Chapter 5

Chapter 5: The Action of Drugs

Many drugs come directly from plants or are chemically derived from plant substances that may have evolved to protect the plant from being eaten.  The use of plants by medicine men and women of primitive cultures has grown into today's multi-billion dollar pharmaceutical industry.

Commercially available drugs are currently known by three different types of names—the chemical name, the generic name, and the brand name.  The chemical name is the complete chemical description of the drug molecule.  The generic name is the official, legal name of the drug and is often a simpler version of the chemical name.  A brand name specifies a particular formulation and manufacturer and is copyrighted.

Drugs can be categorized by their major effects.  Stimulants produce wakefulness and a sense of energy.  Depressants, on the other hand, slow the activity of parts of the nervous system.  Opioids, also called narcotics, reduce pain.  Hallucinogens produce altered perceptions.  Psychotherapeutic drugs control mental disorders.  Some drugs, including marijuana and nicotine, are difficult to classify because they have effects typical of more than one category.  Drugs can be identified by the appearance of commercial tablets or capsules, by the packaging or appearance of illicit drugs, or by a variety of chemical tests.

Drugs have both specific effects, those related to the concentration of a particular chemical, and nonspecific effects, those influenced by expectations, experience, and setting.  Nonspecific effects are also called placebo effects, those produced by an inactive chemical that the user believes to be a drug.  In medical testing, a double-blind procedure is used to help separate specific and nonspecific effects; in such procedures, neither the test subjects nor the evaluators know whether a subject is receiving a placebo or an active drug until after the trial is over.

A dose-response relationship means there is a correlation between a response and the quantity of drug administered; such a relationship is a strong demonstration of a specific drug effect.  Because each drug can produce many effects, many dose-effect relationships can be studied for a given drug. Researchers measure effective and lethal doses in animal tests, and determine a margin or range of safety for a drug in humans.  The safety margin is the difference between the dose that produces the desired therapeutic effect in most patients and the lowest dose producing an unacceptable toxic reaction.  A drug that is potent produces an effect at a very low dose.  The time course of a drug is an additional consideration because drugs vary in the timing of the onset, duration, and termination of their effects.  If doses aren't spaced appropriately, the drug's concentration in the body may be too high or low to be effective or safe.

• _USING THE INFORMATION_
**a.** In the chapter on drug action, what is the generic name of a drug?
**b.** Carry the chapter on drug action forward, picking up right after its final sentence.
The items after the chapter on drug action are separate material.

• _DATA EXTRACTS_
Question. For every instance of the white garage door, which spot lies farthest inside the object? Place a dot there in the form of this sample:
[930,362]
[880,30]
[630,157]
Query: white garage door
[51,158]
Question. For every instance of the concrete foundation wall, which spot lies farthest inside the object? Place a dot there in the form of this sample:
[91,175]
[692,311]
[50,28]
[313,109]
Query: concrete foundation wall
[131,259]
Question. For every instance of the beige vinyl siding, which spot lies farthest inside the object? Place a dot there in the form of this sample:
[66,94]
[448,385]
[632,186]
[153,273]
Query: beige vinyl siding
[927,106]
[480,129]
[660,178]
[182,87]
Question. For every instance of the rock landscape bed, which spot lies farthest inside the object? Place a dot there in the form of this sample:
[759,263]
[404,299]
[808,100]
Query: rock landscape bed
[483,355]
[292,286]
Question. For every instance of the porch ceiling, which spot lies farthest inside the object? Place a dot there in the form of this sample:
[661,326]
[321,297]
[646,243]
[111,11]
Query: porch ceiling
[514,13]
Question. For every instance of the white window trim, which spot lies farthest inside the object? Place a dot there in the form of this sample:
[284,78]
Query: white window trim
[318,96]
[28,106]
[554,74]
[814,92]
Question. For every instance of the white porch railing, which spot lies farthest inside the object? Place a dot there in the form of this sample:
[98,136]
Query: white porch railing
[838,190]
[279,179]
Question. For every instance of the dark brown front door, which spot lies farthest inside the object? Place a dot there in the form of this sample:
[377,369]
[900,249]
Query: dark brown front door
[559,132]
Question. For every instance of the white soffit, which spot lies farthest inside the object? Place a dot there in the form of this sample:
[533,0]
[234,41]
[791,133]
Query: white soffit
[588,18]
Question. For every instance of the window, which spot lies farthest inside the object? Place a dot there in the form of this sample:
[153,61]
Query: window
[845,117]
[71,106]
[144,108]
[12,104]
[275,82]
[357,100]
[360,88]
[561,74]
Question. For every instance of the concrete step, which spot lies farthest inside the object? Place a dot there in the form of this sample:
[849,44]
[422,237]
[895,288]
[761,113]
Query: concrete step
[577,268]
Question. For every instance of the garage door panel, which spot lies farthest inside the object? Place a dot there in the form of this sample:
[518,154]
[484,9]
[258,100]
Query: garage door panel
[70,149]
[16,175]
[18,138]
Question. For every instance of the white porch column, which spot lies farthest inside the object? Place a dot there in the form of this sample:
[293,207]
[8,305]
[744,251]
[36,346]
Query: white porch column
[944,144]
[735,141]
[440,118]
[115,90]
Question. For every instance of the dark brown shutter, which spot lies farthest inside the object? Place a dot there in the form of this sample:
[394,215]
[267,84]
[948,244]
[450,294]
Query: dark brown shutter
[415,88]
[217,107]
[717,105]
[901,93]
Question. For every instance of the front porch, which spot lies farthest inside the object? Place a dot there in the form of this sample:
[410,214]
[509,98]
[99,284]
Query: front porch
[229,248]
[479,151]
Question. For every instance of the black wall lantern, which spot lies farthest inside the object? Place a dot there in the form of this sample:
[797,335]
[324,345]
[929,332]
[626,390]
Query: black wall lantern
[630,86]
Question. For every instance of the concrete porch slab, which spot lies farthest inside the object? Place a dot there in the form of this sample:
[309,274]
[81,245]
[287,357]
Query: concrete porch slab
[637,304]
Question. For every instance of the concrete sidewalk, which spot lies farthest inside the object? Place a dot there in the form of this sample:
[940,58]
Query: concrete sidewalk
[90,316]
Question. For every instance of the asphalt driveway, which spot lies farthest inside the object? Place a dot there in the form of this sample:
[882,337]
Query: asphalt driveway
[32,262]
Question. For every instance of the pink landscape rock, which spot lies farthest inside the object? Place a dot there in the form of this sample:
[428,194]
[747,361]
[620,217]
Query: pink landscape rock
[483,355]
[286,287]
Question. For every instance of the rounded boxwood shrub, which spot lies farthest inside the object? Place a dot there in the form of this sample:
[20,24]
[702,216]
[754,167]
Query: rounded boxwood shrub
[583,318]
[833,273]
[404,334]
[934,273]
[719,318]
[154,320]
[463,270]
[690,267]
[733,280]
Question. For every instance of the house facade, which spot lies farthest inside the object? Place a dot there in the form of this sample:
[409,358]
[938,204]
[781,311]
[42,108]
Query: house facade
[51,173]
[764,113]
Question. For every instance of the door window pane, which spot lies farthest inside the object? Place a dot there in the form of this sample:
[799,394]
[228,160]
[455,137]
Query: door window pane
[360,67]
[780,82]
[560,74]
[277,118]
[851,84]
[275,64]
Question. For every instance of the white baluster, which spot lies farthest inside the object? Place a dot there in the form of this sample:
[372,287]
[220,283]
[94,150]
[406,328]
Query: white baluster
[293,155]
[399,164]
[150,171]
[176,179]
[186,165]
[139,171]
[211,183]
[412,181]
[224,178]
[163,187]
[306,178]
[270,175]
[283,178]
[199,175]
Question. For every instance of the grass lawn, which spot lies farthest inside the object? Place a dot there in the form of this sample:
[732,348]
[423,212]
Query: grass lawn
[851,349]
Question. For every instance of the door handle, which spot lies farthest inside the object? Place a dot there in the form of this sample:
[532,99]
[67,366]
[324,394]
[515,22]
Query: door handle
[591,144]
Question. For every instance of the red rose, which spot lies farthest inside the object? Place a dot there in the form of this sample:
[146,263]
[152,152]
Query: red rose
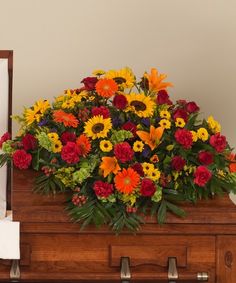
[70,152]
[202,176]
[102,189]
[192,107]
[21,159]
[178,163]
[163,98]
[180,113]
[123,152]
[89,83]
[148,188]
[218,142]
[102,110]
[68,136]
[184,137]
[29,142]
[120,101]
[205,157]
[4,138]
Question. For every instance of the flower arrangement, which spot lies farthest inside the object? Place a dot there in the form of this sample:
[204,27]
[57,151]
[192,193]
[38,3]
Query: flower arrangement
[122,149]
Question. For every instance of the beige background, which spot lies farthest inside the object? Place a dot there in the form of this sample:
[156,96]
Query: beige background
[58,42]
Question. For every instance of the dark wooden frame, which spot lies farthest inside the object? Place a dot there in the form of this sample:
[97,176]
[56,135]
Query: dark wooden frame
[8,54]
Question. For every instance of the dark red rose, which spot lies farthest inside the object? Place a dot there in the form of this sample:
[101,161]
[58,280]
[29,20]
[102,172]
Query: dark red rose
[4,138]
[218,142]
[89,83]
[192,107]
[202,176]
[184,137]
[120,101]
[205,157]
[70,153]
[148,188]
[129,126]
[102,189]
[180,113]
[123,152]
[178,163]
[29,142]
[68,136]
[102,110]
[163,98]
[21,159]
[138,168]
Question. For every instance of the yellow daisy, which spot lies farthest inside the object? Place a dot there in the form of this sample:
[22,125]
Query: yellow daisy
[97,127]
[105,146]
[140,104]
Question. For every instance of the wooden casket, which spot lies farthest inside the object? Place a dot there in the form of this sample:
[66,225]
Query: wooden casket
[200,247]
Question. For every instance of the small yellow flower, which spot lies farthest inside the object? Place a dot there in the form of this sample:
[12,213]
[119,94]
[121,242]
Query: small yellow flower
[105,146]
[180,122]
[138,146]
[202,134]
[164,123]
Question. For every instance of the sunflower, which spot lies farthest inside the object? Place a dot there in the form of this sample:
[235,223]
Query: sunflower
[97,127]
[123,77]
[140,104]
[127,180]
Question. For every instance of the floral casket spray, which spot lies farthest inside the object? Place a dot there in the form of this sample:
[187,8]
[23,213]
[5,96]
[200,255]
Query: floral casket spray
[122,149]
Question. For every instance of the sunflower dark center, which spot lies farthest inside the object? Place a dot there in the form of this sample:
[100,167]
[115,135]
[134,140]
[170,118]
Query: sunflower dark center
[138,105]
[97,128]
[119,80]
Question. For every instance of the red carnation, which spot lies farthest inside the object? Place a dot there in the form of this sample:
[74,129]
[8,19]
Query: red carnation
[21,159]
[68,136]
[202,176]
[120,101]
[184,137]
[70,152]
[102,110]
[205,157]
[102,189]
[123,152]
[192,107]
[178,163]
[29,142]
[89,83]
[148,188]
[163,98]
[218,142]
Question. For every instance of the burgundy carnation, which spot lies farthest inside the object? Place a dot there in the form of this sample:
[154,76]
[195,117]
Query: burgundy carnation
[102,110]
[123,152]
[148,188]
[192,107]
[178,163]
[120,101]
[21,159]
[163,98]
[218,142]
[89,83]
[68,136]
[205,157]
[184,137]
[103,189]
[202,176]
[70,152]
[29,142]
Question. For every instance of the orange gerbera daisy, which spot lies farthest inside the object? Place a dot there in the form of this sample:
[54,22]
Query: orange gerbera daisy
[106,87]
[68,119]
[84,144]
[127,180]
[109,165]
[155,81]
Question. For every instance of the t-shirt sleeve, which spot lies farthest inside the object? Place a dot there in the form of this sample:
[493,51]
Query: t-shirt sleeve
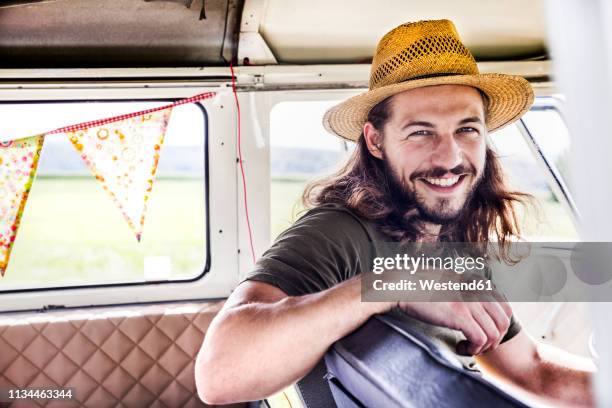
[513,329]
[322,249]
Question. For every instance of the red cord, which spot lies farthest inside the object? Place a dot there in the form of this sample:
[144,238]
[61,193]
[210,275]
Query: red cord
[239,145]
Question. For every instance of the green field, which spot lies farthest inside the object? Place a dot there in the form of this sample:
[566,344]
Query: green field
[547,221]
[71,232]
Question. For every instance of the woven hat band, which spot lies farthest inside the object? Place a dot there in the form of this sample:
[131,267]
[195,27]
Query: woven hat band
[420,49]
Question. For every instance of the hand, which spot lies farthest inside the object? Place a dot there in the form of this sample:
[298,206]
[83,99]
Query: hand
[484,324]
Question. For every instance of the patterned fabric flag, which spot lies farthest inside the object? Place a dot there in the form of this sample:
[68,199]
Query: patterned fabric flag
[18,162]
[123,155]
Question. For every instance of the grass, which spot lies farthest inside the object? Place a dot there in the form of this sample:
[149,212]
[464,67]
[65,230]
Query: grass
[548,221]
[72,233]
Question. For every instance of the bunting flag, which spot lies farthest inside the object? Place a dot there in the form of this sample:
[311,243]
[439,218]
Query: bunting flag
[123,155]
[122,152]
[18,162]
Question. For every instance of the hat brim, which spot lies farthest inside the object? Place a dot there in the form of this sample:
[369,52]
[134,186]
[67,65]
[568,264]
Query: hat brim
[509,97]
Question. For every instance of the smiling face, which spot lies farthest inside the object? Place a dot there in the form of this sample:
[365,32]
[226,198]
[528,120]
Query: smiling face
[433,147]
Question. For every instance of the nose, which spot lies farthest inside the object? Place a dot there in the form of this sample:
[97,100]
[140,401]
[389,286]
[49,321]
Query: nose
[447,153]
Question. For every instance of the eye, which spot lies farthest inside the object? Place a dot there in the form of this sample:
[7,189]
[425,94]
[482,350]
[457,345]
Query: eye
[420,133]
[467,129]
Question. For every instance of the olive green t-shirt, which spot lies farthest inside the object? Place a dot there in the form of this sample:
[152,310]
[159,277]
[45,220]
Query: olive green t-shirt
[328,245]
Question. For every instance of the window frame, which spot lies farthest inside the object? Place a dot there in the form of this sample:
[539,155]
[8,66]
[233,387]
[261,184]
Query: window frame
[206,200]
[218,278]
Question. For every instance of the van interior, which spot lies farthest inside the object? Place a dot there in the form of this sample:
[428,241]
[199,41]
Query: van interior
[85,306]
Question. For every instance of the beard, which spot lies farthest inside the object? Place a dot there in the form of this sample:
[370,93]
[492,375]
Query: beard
[442,212]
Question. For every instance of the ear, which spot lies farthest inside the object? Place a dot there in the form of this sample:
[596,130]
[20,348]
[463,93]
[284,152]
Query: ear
[373,140]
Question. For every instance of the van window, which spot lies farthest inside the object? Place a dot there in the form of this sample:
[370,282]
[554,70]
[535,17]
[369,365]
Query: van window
[72,233]
[302,150]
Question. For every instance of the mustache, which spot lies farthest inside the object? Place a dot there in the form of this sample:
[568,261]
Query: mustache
[438,172]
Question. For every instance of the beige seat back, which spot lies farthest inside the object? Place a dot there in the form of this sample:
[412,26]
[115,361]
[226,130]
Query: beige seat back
[140,356]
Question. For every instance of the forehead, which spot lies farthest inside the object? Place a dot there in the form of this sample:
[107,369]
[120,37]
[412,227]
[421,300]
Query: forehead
[438,101]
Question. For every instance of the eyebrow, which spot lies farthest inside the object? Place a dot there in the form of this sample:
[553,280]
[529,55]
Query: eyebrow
[471,119]
[418,123]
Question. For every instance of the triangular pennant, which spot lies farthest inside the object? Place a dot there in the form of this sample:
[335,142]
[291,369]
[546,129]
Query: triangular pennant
[18,163]
[123,155]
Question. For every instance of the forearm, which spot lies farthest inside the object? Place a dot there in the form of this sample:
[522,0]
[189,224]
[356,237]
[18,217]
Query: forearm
[256,349]
[561,377]
[547,373]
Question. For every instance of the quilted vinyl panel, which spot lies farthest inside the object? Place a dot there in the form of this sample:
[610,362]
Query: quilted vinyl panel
[113,357]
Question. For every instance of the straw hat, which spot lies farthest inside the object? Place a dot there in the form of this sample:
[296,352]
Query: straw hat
[427,53]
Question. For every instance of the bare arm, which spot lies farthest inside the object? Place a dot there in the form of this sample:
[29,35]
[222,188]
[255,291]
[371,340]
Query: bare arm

• _ANSWERS GIVEN_
**a.** It is the drug's official, legal name, often a simpler version of the chemical name.

**b.**
In order for a drug to have an effect on the brain, it must enter the body and move through the bloodstream.  There are four major routes of drug administration: oral ingestion, injection, inhalation, and topical application.  In oral ingestion, drug chemicals must withstand the digestive process, get through the cells lining the GI tract, and then pass through the liver without being metabolized before they enter the general circulation.  Injection, the second major route, can occur in several different ways. In intravenous injection, the drug is delivered directly into the bloodstream, so high concentrations of a drug can be administered, and effects occur rapidly.  Drugs can also be injected into a muscle or under the skin.  The third major route is inhalation, in which a drug moves into the bloodstream through capillary walls in the lungs.  Effects are rapid following inhalation because blood moves fairly quickly from the lungs to the brain.  The final major route, topical application, tends to be a slower process, although absorption through the mucous membranes occurs more rapidly than absorption through the skin.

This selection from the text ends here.